## Directions
Please list every field label in the thesis record below that is followed by a value, such as "Title:".

## Text segment
*** Begin section ***

Files in this item
|(no description provided)|
|Title:||Processed Meats and Protein Functionality|
|Author(s):||Solomon, Louis Wise|
|Department / Program:||Animal Science|
|Degree Granting Institution:||University of Illinois at Urbana-Champaign|
|Subject(s):||Agriculture, Food Science and Technology|
|Abstract:||The research efforts communicated in this thesis revolve around new and improved ways to make sectioned and formed products. In conjunction with the manufacturing of these products, laboratory techniques were devised to delineate what types of chemical and/or physical changes were occurring to the muscle proteins due to processing conditions. This research approach relates processed meat manufacturing with the functional aspects of muscle proteins.

*** End section ***

## Provided data
*** Begin section ***

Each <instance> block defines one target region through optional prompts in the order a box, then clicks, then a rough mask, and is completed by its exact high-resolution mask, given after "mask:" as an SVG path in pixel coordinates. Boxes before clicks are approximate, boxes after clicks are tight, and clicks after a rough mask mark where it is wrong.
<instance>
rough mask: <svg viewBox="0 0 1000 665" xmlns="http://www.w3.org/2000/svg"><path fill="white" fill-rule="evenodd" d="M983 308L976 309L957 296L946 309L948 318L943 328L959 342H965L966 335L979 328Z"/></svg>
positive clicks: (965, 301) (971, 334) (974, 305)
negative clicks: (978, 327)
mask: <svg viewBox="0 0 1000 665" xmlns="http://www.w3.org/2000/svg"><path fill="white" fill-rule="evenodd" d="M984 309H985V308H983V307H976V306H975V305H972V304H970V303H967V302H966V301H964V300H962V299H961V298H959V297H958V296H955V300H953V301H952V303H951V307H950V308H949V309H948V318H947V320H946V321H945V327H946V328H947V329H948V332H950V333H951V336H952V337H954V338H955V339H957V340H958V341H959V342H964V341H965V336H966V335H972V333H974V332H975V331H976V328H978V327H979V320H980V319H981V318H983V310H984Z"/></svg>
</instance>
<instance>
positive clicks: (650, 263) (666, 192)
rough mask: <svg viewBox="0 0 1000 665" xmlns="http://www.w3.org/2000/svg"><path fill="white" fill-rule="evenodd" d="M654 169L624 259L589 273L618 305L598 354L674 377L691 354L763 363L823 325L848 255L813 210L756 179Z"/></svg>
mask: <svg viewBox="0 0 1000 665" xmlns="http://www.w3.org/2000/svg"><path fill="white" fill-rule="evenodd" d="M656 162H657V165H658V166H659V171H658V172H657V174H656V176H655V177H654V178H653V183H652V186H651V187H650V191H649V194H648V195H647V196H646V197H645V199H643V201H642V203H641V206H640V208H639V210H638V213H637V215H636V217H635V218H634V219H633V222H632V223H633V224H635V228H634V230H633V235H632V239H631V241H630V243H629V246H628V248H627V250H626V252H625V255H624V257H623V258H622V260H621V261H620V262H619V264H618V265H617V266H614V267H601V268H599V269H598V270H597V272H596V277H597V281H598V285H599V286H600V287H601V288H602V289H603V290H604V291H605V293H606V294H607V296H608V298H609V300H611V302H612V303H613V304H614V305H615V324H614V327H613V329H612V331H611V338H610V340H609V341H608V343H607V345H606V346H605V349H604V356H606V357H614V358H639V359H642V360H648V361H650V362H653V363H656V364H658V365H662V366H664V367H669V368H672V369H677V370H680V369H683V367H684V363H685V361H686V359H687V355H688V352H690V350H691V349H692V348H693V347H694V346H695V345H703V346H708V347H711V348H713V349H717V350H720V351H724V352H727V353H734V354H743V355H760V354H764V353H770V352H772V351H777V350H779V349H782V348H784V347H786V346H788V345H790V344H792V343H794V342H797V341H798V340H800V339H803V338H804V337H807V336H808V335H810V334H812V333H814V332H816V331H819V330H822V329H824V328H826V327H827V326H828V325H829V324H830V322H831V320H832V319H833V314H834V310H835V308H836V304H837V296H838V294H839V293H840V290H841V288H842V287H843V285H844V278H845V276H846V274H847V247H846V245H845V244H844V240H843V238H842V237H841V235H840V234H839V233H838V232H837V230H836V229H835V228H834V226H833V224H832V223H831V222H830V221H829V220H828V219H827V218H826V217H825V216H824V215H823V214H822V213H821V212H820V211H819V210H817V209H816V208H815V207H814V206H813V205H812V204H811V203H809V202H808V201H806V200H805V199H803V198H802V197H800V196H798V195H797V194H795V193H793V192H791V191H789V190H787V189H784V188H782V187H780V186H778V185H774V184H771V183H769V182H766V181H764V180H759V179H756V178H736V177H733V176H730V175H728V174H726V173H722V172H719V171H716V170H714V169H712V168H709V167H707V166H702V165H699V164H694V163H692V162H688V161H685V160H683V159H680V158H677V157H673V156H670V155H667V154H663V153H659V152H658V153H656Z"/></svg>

*** End section ***

## Completed task
Title:, Author(s):, Department / Program:, Degree Granting Institution:, Subject(s):, Abstract: